> _Given passage_:
☆ ☆ ☆ ☆ ☆

Huge advantage af using decimal data type in such applications is that the application can assume exact precision. In the first blog post I mentioned that decimal number \(0.1\) cannot be converted to binary notation with finite precision. Therefore, already entering and storing numbers in binary floating-point data type is introducing error that has to be considered in further operations. However, decimal numbers can be entered and stored in decimal datatype without any precision lost. And thus no error has to be considered later on.

Implementation

First version of the implementation is simple. It is same as the first naive implementation for double data type. And it has additional check to handle case, when value < roundLot. It was mentioned before, when \(u < c\), then there is no integer \(m\) that \(u = mc\).

static bool IsValidRoundLot(decimal value, decimal roundLot)
{
    value = Math.Abs(value);
    roundLot = Math.Abs(roundLot);

    if (value < roundLot)
    {
        return false;
    }

    var ratio = value / roundLot;
    var integerRatio = Math.Round(ratio);
    return ratio == integerRatio;
}

Is this implementation accurate? What kind of error does it introduce or tollerate?

Round-off error

It was established that there is no input error for this validation function. What about round-off error? Of course, result of division operation can be a number that is not decimal number. For example dividing number 10 by 3 is \(3.333\dots\) and that is not a decimal number. For simpler notation let's define function \(\mathrm{dec}(x)\) that converts any rational number \(x\) to the nearest decimal number. Let's have a look at the rounding error closer. The numbers \(u\) and \(c\) are stored in following format.

\[ u = s_u 10^{-e_u} \]
\[ c = s_c 10^{-e_c} \]

Then result of \(\mathrm{dec}\left(\frac{u}{c}\right)\) is stored in format \(s_r 10^{-e_r}\). As described previously we can look at the decimal data type as a string of decimal digits and the exponent just defines position of decimal point. So the highest precision of \(\mathrm{dec}\left(\frac{u}{c}\right)\) can be achieved by storing the highest decimal digit as the first digit in the string. Then exponent \(e_r\) is

\[ e_r = l - \biggl\lfloor \max \left( \log_{10} \frac{u}{c} , 0 \right) \biggr\rfloor \]

where \(l\) is the maximum possible exponent. In .NET decimal type \(l = 28\). Here are few examples to understand it better. To make the examples more readable, I present them on decimal type with maximum exponent 6 and maximum number of digits 7. That would require 24 bits for the integer part.

\(\frac{u}{c}\) \(s_r\) \(e_r\)
1 1000000 6
10 1000000 5
0.1 0100000 6
0.000001 0000001 6
1000000 1000000 0
1234567 1234567 0
123456.7 1234567 1
1.234567 1234567 6
999.9999 9999999 4

We defined precondition that \(u \geq c\), and thus the previous formula can be simplified.

☆ ☆ ☆ ☆ ☆

> _Set exercise A_: Print the part of the passage on the decimal data type that opens with the words containing "where \(l\) is" and closes with "the integer part.", copying it word for word.

Saved entries
☆ ☆ ☆ ☆ ☆

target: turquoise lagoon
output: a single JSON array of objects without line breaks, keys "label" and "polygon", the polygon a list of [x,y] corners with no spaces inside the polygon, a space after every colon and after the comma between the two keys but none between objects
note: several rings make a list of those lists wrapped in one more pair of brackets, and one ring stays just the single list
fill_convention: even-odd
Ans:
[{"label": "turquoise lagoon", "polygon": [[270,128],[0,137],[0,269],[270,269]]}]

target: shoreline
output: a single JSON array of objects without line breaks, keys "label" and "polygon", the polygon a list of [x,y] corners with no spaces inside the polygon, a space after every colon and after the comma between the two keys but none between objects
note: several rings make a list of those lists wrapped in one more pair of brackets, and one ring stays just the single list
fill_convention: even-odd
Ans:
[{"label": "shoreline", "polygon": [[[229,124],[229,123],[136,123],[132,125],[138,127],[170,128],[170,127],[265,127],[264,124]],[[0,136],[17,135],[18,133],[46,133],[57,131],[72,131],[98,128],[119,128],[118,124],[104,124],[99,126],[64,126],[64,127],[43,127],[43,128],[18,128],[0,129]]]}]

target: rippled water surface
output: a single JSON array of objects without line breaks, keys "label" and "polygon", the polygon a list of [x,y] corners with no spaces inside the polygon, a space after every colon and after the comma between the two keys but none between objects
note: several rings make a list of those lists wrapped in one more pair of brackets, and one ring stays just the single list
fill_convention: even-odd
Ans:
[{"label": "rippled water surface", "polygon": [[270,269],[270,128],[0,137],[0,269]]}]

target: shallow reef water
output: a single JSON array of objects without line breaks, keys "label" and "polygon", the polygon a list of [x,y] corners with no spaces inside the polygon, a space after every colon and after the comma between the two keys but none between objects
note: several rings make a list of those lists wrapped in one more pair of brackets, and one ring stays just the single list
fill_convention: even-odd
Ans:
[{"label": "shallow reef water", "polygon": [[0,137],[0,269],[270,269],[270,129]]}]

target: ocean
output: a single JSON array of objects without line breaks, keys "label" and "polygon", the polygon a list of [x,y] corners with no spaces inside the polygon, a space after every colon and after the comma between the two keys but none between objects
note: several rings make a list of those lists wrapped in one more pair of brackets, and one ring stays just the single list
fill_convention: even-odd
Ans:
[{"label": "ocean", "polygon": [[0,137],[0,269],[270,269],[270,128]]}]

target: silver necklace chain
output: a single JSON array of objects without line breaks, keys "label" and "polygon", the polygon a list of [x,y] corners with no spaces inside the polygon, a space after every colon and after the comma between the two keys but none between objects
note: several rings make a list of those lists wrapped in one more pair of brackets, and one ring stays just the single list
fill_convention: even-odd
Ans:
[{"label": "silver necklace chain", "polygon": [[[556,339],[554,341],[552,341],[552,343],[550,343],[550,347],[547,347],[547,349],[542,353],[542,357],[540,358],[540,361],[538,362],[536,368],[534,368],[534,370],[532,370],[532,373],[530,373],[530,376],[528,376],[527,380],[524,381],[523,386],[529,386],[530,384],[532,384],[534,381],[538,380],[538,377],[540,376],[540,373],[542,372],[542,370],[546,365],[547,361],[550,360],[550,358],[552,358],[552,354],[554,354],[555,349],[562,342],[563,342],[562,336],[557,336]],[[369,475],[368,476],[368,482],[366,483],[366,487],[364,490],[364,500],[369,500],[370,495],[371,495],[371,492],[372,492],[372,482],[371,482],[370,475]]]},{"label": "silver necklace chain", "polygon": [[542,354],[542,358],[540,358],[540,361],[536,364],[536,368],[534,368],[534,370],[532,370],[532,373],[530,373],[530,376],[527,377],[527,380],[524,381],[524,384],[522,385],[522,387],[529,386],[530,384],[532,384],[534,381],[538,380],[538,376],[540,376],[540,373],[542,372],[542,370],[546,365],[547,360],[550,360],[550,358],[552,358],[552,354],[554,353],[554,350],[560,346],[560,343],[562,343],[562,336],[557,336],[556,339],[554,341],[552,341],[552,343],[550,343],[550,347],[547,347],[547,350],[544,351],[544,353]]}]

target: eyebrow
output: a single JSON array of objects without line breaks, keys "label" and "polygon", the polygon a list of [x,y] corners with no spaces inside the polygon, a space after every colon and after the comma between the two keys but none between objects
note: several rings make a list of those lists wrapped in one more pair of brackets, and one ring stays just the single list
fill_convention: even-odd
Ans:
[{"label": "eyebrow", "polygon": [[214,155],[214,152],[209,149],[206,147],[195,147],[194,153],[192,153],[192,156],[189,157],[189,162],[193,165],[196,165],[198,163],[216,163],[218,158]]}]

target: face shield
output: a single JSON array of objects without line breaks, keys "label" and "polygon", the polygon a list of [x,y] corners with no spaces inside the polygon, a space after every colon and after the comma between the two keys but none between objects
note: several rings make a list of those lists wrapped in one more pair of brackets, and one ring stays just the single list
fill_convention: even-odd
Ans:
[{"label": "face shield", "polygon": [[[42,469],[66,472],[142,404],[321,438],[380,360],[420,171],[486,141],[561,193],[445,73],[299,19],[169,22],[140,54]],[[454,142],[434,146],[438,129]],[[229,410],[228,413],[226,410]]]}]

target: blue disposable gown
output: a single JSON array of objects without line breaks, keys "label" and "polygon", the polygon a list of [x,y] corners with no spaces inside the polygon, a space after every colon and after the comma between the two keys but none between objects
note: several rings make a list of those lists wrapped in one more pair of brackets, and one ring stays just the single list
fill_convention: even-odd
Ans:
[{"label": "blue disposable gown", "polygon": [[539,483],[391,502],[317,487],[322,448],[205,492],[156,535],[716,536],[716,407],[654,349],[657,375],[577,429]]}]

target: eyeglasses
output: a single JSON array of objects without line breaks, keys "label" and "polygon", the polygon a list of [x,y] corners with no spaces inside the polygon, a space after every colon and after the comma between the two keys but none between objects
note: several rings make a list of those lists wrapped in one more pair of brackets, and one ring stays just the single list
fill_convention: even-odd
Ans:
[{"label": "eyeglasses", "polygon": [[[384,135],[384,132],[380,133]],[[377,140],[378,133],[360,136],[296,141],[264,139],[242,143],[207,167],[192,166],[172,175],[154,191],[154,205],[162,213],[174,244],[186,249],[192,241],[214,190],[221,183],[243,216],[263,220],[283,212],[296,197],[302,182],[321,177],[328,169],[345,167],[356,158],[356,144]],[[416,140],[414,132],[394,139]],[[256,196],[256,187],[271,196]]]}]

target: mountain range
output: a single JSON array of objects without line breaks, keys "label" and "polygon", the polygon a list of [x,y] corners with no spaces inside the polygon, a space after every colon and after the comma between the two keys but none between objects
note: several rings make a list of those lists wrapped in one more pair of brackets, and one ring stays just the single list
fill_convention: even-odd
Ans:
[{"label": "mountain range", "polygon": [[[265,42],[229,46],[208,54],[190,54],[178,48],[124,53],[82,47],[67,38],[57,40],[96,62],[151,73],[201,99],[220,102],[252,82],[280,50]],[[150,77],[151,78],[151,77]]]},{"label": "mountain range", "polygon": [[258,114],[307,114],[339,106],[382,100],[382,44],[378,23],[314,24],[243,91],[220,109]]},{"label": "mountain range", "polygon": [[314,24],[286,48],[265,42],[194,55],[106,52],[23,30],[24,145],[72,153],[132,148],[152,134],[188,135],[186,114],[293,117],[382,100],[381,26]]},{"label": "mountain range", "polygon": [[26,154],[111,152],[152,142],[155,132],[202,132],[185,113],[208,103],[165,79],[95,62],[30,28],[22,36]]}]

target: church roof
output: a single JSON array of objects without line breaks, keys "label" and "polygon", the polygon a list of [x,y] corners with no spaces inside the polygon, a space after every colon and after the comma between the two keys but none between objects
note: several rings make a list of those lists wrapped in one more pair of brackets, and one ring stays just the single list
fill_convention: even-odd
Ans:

☆ ☆ ☆ ☆ ☆

> _Set exercise B_: Output the part of the saved entries above that opens with the line containing "target: church roof" and runs through the end of the rows, reproducing both ends and every line between them unchanged.

> _Full response A_:
where \(l\) is the maximum possible exponent. In .NET decimal type \(l = 28\). Here are few examples to understand it better. To make the examples more readable, I present them on decimal type with maximum exponent 6 and maximum number of digits 7. That would require 24 bits for the integer part.

> _Full response B_:
target: church roof
output: a single JSON array of objects without line breaks, keys "label" and "polygon", the polygon a list of [x,y] corners with no spaces inside the polygon, a space after every colon and after the comma between the two keys but none between objects
note: several rings make a list of those lists wrapped in one more pair of brackets, and one ring stays just the single list
fill_convention: even-odd
Ans:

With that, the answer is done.